A report from the 14th Genome Sequencing and Analysis Conference, Boston, USA, 2-5 October 2002.
At the heart of the 14th Genome Sequencing and Analysis Conference, organized by The Institute for Genome Research (TIGR), were a number of ways to tackle a problem facing all avid readers - we know how to read, but which books should we choose? One might read Tolstoy and Flaubert until dawn and beyond, but neither wrote any books explaining how to make chocolate brownies. In short, reading sequence is like reading words, and now that we know how to do it, the question (given the current costs) is which genomes to read and why.
The meeting was opened by Barry Bloom (Harvard School for Public Health, Boston, USA), who gave a provocative reminder of how far we still have to go in our efforts to combat infectious diseases in both rich and poor countries - examples included the rapid rise in the developed world of drug-resistant strains of Mycobacterium tuberculosis and Staphylococcus aureus (60% of Japanese hospital cases are multiply drug resistant), and the incredibly fast rise of drug-resistant malaria strains in Africa. The hope, of course, is that genomic approaches will prove valuable in understanding pathogens and host-pathogen interactions and thus lead to the development of novel drugs and therapies, and this is already proving to be the case in the development of vaccines. In addition to the unquestionable humanitarian benefits of providing adequate healthcare for the whole global community (arguably a moral imperative), Bloom presented a possible model of healthcare as investment, arguing that the economic benefits arising from improved Third World health more than outweigh the capital investment required. As a stage-setting talk, it was ideal - the central message that there is a huge amount more sequencing to be done was clear, as was the reminder that while scientific interest is important in determining future targets for sequencing, we have a duty to bear in mind the usefulness of our work for humanity at large, from Boston to Botswana.
More genomes, more species
The recurring question of what (or who) to sequence next is in many ways the natural counterpart to the comparative sequence analysis presentations that made up a substantial part of the meeting: would chimp, baboon, bonobo and orangutan sequence be 'more useful' than that of platypus, chicken, dog and snake, for example. The answer of course depends on the precise problem being addressed, a point made very clearly by Eddy Rubin (Lawrence Berkeley National Laboratory, Berkeley, USA). He illustrated two examples of comparative sequence analysis, the first in which human-murine comparison was perfectly sufficient to identify a conserved regulatory element in the interleukin gene cluster on human chromosome 5q31, and the second in which the alignment of multiple primate sequences was required to identify a novel apolipoprotein, apo(a). Thus, while some questions can be answered with what we already have, others will need a wider and deeper sampling of the vertebrate genome pool. Eric Green (National Human Genome Research Institute, Bethesda, USA) set out the current NIH plans for sequencing non-human genomes, including the genomes of chicken, dog, cow, several fish and, perhaps most interestingly, several marsupials.

[STORED DATA]:
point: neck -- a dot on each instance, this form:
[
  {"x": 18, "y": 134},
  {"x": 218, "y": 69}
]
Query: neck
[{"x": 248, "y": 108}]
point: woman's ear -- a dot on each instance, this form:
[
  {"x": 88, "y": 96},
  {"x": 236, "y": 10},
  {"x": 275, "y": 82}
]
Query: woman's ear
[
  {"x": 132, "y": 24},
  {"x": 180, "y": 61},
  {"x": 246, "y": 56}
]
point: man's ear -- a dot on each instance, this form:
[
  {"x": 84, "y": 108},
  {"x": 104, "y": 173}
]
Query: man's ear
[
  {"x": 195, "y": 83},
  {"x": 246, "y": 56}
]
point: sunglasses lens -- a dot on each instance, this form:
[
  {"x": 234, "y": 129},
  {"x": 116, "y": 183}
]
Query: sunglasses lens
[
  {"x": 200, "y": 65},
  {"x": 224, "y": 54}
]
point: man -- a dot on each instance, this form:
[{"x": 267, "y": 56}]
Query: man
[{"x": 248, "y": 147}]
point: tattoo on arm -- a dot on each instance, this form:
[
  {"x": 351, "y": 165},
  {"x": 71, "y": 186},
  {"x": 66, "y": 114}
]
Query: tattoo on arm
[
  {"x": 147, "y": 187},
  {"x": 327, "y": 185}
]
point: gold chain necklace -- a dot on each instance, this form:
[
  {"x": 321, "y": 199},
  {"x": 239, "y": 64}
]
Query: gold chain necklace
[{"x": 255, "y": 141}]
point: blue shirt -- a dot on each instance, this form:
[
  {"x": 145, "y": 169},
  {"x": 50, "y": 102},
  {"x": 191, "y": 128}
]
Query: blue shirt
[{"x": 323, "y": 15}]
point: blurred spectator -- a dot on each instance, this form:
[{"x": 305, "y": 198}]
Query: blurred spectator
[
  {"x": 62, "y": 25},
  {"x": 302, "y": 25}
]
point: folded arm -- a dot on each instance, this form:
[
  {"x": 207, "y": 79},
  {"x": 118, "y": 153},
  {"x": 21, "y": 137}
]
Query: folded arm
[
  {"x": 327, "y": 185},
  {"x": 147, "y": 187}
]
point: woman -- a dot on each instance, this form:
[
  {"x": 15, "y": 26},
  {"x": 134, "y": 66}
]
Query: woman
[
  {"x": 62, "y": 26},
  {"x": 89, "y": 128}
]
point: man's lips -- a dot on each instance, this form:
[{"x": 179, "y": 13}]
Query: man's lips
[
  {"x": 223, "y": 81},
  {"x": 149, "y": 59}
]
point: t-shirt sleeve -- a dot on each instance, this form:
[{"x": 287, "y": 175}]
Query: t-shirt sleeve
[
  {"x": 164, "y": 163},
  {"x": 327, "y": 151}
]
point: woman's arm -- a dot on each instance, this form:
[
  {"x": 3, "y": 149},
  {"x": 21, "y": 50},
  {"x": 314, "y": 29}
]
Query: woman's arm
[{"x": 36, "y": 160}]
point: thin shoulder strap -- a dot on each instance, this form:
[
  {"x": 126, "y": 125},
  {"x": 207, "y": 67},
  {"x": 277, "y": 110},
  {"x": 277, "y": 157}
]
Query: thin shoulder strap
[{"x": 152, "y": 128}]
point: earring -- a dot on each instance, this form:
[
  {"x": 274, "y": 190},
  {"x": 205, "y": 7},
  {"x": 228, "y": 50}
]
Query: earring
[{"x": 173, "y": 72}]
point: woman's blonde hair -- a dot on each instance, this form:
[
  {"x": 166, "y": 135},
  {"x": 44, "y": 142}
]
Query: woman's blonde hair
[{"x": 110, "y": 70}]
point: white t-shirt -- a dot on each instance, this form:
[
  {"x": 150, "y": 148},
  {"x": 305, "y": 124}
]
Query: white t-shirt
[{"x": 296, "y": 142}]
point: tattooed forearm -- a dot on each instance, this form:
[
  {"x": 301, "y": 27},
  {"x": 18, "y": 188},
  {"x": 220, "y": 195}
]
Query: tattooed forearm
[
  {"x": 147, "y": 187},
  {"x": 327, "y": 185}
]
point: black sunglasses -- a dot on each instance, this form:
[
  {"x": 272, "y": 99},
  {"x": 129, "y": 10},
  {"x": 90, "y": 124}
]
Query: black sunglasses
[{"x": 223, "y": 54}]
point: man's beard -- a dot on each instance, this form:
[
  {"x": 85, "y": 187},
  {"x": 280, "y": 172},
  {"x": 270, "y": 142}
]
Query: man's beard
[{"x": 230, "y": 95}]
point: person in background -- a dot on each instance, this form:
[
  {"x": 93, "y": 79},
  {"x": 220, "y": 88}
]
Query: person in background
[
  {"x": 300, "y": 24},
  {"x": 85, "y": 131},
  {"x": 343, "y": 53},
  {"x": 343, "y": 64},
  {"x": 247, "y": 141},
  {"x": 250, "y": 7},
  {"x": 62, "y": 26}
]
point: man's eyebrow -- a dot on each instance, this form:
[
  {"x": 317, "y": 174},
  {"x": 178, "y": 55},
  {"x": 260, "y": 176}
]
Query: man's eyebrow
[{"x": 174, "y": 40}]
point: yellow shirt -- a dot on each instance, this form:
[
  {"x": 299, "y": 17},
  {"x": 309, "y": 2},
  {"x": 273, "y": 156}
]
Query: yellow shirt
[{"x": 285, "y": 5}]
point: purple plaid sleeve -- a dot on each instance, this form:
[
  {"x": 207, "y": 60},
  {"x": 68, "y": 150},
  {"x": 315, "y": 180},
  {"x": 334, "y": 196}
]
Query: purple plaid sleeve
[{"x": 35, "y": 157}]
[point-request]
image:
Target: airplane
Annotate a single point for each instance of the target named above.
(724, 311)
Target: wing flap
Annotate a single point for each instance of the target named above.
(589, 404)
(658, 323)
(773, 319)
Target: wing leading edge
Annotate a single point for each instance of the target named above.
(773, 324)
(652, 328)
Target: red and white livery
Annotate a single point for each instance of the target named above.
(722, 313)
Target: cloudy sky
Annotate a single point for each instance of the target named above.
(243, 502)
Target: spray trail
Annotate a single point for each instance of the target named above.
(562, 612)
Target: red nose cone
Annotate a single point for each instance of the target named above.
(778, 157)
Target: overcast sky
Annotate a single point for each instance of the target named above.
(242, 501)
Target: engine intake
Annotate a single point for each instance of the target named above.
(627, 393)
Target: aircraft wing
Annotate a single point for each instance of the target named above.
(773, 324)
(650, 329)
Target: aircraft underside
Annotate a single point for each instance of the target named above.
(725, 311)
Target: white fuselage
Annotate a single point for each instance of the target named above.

[WORK REQUEST 1]:
Reproduce verbatim the stretch of the genome conference report from "A report from" through "read and why.".
[WORK REQUEST 2]:
Resume the genome conference report from where it stops.

[TASK RESPONSE 1]:
A report from the 14th Genome Sequencing and Analysis Conference, Boston, USA, 2-5 October 2002.
At the heart of the 14th Genome Sequencing and Analysis Conference, organized by The Institute for Genome Research (TIGR), were a number of ways to tackle a problem facing all avid readers - we know how to read, but which books should we choose? One might read Tolstoy and Flaubert until dawn and beyond, but neither wrote any books explaining how to make chocolate brownies. In short, reading sequence is like reading words, and now that we know how to do it, the question (given the current costs) is which genomes to read and why.

[TASK RESPONSE 2]:
Although most comparative analyses focused on either analysis of coding sequences or the identification of conserved regulatory elements, Victor Ambros (Dartmouth Medical School, Hanover, USA) presented a computational approach to identifying non-coding microRNA genes - which encode small non-translated RNAs - in the nematode Caenorhabditis elegans by comparison of C. elegans sequence with that of its close relative Caenorhabditis briggsae. He estimates that there are around 150 such genes in C. elegans, and that about 10% of those identified have human counterparts, suggesting strongly that microRNAs are a widespread and common mechanism of gene regulation.
C. elegans-C. briggsae sequence comparisons also featured in the presentation by Andy Fire (Carnegie Institution of Washington, USA), which focused on some of the many ways in which hosts recognize their own genomes as distinct from foreign nucleic acids. For a long time it was unclear why transgenes become silenced in the C. elegans germline if they are inserted within the context of foreign genomic DNA (such as human sequence) rather than having coding regions inserted into C. elegans genomic DNA. Careful sequence analysis revealed that, unlike other available genomes, both the C. elegans and C. briggsae genomes have a remarkably regular phasing of AA/TT dinucleotides; Fire estimates that as much as 1-2% of each genome is devoted to this phasing. The observed phasing, which has a periodicity of 10 base-pairs, leads to the assembly of a DNA helix which has a markedly A/T-rich face; this is thought to be structurally different from a randomized genomic sequence. The significance of this phasing to the silencing of genes in the germline is confirmed by the finding that endogenous genes that are transcriptionally active in the germline are 'phased', whereas others are not. Thus, one way in which nematodes may distinguish self from non-self at the level of an entire chromosome may be a subtle structural difference in the DNA helical conformation brought about by extended periodicity in nucleotide sequence. Whether similar mechanisms are used by other eukaryotes is not yet known, but this phenomenon provides an intriguing example of the range of genetic mechanisms uncovered through the careful analysis of available genomic sequence.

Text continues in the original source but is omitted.